- Page extract

6  NORMAL PROBABILITY DISTRIBUTION

Author

Wen Tang

r-function Description
rnorm(n,mean,sd) Generate n random values of standard normal distribution with the given mean and sd.
hist(x) Plot the histogram of the data vector x, pass probability=TRUE to use density estimate. Pass breaks argument to specify edges of bins. Eg.: breaks = seq(0,1, by=0.1). breaks="FD" is a method based on data variability.
seq(start, end, by=step) Generate a sequence.
density(x) Estimate the density of the data vector x
lines(x,y) Add a line to an existing plot. y may be omitted depending on x
pnorm(q,mean=0, sd=1) Calculate the cumulative probability P(X\le q) for a normal distributed random variable X with a given mean and sd.
diff(x) Calculate the first difference of a vector x.
qnorm(p, mean=0, sd=1) Calculate the quantile of the normal distribution corresponding to the probability p (from left-tail).
scale(x,center, scale) Scale data x to z-score using a given mean (center) and standard deviation (scale). E.g.: scale(x, center=5, scale=2)
rbinom(s,size=n, prob=p) Generate s random binomial-distributed values with n trials and success probability p
replicate(n, expr) Perform the Monte-Carlo simulation by replicating the experiment given by the expression expr n times.

6.1 The standard normal distribution

6.1.1 Normal distribution graph (Optional)

Code
set.seed(123)                       # Set the seed for reproducibility
x <- rnorm(1000, mean = 0, sd = 1)  # Generate data for a standard normal distribution

# Plot the data with density curve
hist(x, probability = TRUE, col = "lightblue", main = "Standard Normal Distribution")
lines(density(x), col = "red", lwd = 2)

6.1.2 Find the probability (area) when z scores are given

Code
# Find the area under the curve to the left of a certain value: P(z<1)
pnorm(1, mean = 0, sd = 1)
[1] 0.8413447
Code
# Find the area under the curve to the right of a certain value: P(z>1)
1-pnorm(1, mean = 0, sd = 1)
[1] 0.1586553
Code
# Find the area under the curve between two values: P(-1<z<1)
diff(pnorm(c(-1, 1), mean = 0, sd = 1))

- Data block

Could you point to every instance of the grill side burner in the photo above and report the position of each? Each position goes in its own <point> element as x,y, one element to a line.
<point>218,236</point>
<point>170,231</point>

- Your objective
What does diff(x) do, according to the normal distribution page? Rely on the normal distribution page alone.

- Task response
It calculates the first difference of a vector x.